START

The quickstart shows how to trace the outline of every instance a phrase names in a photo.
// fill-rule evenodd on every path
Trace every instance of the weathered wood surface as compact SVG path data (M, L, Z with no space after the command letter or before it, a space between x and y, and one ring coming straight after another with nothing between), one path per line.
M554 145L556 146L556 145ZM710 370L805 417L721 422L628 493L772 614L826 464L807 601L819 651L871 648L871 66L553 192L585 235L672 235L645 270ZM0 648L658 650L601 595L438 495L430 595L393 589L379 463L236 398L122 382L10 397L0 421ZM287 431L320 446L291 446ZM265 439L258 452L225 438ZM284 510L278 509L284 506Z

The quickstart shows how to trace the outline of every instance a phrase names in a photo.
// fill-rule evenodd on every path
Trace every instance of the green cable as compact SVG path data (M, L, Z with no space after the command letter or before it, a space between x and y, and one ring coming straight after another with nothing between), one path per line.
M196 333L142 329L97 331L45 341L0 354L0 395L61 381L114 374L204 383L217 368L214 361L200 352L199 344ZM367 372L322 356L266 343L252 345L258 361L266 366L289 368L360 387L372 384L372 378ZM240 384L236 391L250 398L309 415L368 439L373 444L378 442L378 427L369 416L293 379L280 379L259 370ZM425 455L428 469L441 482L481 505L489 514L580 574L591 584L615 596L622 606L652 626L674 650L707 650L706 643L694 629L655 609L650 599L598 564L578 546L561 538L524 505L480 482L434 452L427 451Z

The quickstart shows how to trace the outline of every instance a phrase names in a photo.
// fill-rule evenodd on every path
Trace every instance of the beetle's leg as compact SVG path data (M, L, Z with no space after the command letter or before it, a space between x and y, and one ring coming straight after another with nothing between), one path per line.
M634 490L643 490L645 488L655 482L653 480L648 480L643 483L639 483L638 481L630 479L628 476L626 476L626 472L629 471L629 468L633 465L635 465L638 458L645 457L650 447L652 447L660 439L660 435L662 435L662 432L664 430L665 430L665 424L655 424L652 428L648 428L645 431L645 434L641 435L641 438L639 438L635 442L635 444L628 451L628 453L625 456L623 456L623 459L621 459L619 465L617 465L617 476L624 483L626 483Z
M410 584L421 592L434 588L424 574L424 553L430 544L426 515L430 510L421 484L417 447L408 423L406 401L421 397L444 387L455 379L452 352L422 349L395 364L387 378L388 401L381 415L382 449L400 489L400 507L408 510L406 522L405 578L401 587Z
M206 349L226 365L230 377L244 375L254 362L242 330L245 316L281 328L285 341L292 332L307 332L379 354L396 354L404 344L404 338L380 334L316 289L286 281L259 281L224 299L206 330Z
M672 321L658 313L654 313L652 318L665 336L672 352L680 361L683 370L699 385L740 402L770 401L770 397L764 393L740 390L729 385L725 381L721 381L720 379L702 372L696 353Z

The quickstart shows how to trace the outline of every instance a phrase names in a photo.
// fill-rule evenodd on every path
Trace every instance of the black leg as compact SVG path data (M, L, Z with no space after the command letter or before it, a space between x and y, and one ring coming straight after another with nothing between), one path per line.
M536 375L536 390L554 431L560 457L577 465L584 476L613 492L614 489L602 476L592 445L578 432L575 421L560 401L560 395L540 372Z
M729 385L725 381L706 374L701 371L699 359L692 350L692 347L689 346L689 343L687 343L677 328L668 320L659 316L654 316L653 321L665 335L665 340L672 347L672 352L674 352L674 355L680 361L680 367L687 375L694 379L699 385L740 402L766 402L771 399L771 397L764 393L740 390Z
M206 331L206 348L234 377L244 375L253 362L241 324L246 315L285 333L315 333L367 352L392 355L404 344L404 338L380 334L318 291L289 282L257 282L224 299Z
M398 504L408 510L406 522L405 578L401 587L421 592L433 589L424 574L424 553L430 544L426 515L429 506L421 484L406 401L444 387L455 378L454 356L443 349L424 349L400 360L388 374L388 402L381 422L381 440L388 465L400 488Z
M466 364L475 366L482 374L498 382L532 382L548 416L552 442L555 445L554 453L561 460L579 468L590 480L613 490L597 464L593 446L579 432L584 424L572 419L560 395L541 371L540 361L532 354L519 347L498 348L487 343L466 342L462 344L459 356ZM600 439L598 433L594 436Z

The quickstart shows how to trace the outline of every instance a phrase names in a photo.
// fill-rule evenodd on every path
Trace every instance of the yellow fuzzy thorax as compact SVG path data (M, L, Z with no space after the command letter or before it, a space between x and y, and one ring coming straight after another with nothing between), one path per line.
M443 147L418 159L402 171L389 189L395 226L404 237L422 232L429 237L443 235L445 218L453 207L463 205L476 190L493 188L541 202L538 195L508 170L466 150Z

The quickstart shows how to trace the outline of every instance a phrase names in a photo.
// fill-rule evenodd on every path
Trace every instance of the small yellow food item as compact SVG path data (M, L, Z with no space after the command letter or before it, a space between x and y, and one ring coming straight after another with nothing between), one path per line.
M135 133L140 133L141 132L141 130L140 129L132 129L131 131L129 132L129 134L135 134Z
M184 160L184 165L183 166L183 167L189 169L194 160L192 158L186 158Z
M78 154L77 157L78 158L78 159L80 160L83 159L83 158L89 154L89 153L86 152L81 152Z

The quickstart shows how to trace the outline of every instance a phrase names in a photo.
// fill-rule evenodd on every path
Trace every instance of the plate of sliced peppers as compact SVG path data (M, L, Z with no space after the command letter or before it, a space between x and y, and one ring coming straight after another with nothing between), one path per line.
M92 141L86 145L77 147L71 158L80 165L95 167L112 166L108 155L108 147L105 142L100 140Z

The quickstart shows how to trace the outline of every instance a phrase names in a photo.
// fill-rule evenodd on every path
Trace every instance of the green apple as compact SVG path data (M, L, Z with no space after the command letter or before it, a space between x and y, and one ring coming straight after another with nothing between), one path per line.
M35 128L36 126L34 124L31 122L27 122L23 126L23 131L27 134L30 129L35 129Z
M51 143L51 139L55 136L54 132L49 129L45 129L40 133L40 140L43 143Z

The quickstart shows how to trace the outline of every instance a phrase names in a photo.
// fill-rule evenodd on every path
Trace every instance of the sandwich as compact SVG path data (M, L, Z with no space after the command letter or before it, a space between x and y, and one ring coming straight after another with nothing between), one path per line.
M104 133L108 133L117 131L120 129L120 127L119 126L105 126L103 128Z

END

Pull out the lines of the records from the very first one through the line containing "Trace every instance of the weathered", with both ends included, and reproduce them character for character.

* **EXERCISE SOLUTION**:
The quickstart shows how to trace the outline of every instance a phrase names in a photo.
// fill-rule evenodd on every path
Trace every instance of the weathered wood surface as compact SVG path data (M, L, Z with no space after the command letter or before it, a space between x and y, and one ring coming straight after another with nothing between), one path per line.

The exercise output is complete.